◆ EXTRACT TO READ ◆

# # # # # # #

Figure 3 shows oddsordinal versus π obtained from two simulations corresponding to ARR = 0.5 and ARR = 0.7. We observed that the lower the risk in the control group (π), the larger the difference between oddsordinal and ARR. Also, the oddsordinal overestimated the risk when π is too low (< 10%).

Fig. 3
figure3

Simulation results of oddsOrdinal versus π-. Odds were simulated for two values of ARR (0.5 (o) and 0.7 (+)) at different values of π-. ARR were simulated from normal distributions with standard deviation = 0.02 and mean = 0.5 and mean = 0.7. π- values were simulated from a uniform distribution

Data set 1

We applied the Improved RIDIT statistics (Table 3) on EQ-5D-5 L data used to evaluate 1857 individuals (1016 women and 841 men) with diabetes living in Spain [23]. The study results revealed that diabetes affects the health related quality of life outcomes of subjects, affecting the health of women more than that of man by acting on all five dimensions of health. Findings from this study were based on comparisons between two frequencies f1 (obtained for “level 1”) and f2 (obtained as the sum of the four others), which masks information on the severity of each level. By applying the Improved RIDIT method on the same data set, the likelihood that diabetic women are in a worse state than diabetic men was estimated by three statistics (Table 3): the standard statistic test (W-test), The ARI and the ordinal odds. In term of risk difference, the ARI values showed that diabetic women have an absolute risk increase of 22% in mobility, 16% in self care, 23% in usual activities, 29% in pain discomfort and 20% in anxiety depression than men. The odds ordinal values showed similar result demonstrating that diabetes affect the mobility, self care, usual activities, pain discomfort and anxiety for about 2 times in women than in men (Table 3). Also, the difference between diabetic women and men on health-related quality was demonstrated by the W-test. Indeed, the Bonferroni-Holm adjusted p-values calculated for the five dimensions (Table 3) were highly significant.

Table 3 Comparison between diabetic women and men on health-related quality of life by applying the Improved RIDIT analysis to data from Mateo et al. [23]

Data set 2

We also tested the Improved RIDIT method on the health-related quality of life data obtained through the EQ-5D-3 L version administered by Devlin et al. [14]. In contrast to Mateo et al. [23] analyzing the effect of pathology on the quality of life of patients, Devlin et al. evaluated the impact of a treatment (Enzalutamide) on the quality of life of patients aged ≥ 18 with castration-resistant prostate cancer. In total, 1717 patients were randomized to receive Enzalutamide (n = 872) or placebo (n = 845) [14].

# # # # # # #

(Entries contained in a dataset)
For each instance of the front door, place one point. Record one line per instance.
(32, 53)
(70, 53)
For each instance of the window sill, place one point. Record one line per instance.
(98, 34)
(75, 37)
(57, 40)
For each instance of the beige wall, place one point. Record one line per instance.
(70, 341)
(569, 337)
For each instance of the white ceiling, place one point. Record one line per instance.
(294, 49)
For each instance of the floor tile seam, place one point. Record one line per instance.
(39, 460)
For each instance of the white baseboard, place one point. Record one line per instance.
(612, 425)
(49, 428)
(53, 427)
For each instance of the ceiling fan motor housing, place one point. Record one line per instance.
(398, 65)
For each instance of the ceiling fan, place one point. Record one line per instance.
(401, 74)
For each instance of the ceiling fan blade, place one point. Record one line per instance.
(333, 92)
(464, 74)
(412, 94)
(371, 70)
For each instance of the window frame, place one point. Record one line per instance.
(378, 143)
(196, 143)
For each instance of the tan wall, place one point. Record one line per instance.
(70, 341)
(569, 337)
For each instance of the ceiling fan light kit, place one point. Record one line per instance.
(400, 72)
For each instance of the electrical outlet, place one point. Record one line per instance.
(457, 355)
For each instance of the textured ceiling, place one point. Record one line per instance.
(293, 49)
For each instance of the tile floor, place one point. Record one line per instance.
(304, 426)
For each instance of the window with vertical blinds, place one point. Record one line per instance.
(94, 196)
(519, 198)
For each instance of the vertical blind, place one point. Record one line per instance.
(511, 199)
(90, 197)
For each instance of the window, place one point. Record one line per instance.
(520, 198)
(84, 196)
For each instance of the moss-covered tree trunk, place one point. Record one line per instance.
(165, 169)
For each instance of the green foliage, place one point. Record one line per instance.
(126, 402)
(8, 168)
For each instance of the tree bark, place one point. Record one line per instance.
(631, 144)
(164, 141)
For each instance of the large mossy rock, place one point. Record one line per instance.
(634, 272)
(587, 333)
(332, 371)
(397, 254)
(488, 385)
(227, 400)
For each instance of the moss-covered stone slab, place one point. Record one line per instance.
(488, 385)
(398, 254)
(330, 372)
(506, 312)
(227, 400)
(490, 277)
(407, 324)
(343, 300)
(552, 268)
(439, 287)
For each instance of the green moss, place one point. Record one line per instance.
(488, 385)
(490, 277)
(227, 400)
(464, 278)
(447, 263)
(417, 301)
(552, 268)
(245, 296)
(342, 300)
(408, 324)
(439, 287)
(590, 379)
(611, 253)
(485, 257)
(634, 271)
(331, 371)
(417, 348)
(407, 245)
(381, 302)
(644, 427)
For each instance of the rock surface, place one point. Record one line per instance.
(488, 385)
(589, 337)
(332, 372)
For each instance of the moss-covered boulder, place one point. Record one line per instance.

# # # # # # #

◆ WORK TASK ◆
According to the Improved RIDIT passage, how many individuals with diabetes living in Spain were evaluated with the EQ-5D-5 L data? Rely solely on the Improved RIDIT passage for the answer.

◆ RESULT ◆
1857 individuals (1016 women and 841 men).